--- Begin ---

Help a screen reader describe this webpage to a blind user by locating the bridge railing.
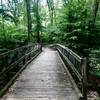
[0,44,41,96]
[55,44,87,100]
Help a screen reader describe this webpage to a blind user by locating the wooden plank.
[0,52,40,98]
[1,48,78,100]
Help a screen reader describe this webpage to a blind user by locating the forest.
[0,0,100,97]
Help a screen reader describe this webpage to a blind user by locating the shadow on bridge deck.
[1,48,78,100]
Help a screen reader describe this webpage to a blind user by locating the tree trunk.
[25,0,32,41]
[92,0,99,26]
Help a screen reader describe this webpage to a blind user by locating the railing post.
[81,58,87,100]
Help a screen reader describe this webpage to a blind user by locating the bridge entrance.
[1,48,78,100]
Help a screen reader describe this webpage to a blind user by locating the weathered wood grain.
[1,48,77,100]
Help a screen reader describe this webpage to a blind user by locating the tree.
[92,0,100,26]
[25,0,32,41]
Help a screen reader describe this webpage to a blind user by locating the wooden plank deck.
[1,48,78,100]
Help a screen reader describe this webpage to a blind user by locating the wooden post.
[81,58,87,100]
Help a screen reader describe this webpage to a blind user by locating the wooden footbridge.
[0,44,87,100]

--- End ---

What you need to do:
Retype all of the records above word for word, leaving out the pictures.

Task solution:
Help a screen reader describe this webpage to a blind user by locating the bridge railing.
[0,44,41,96]
[55,44,87,100]
Help a screen reader describe this webpage to a blind user by locating the wooden plank.
[0,52,40,98]
[1,48,78,100]
Help a screen reader describe this webpage to a blind user by locating the forest.
[0,0,100,97]
Help a screen reader describe this webpage to a blind user by locating the shadow on bridge deck.
[1,48,78,100]
Help a screen reader describe this webpage to a blind user by locating the tree trunk.
[25,0,32,41]
[92,0,99,26]
Help a screen reader describe this webpage to a blind user by locating the railing post.
[81,58,87,100]
Help a screen reader describe this webpage to a blind user by locating the bridge entrance.
[1,48,78,100]
Help a screen reader describe this webpage to a blind user by locating the weathered wood grain.
[1,48,77,100]
Help a screen reader describe this webpage to a blind user by locating the tree.
[92,0,100,26]
[25,0,32,41]
Help a screen reader describe this webpage to a blind user by locating the wooden plank deck.
[1,48,78,100]
Help a screen reader describe this webpage to a blind user by locating the wooden post.
[81,58,87,100]
Help a screen reader describe this webpage to a blind user by locating the wooden footbridge.
[0,44,87,100]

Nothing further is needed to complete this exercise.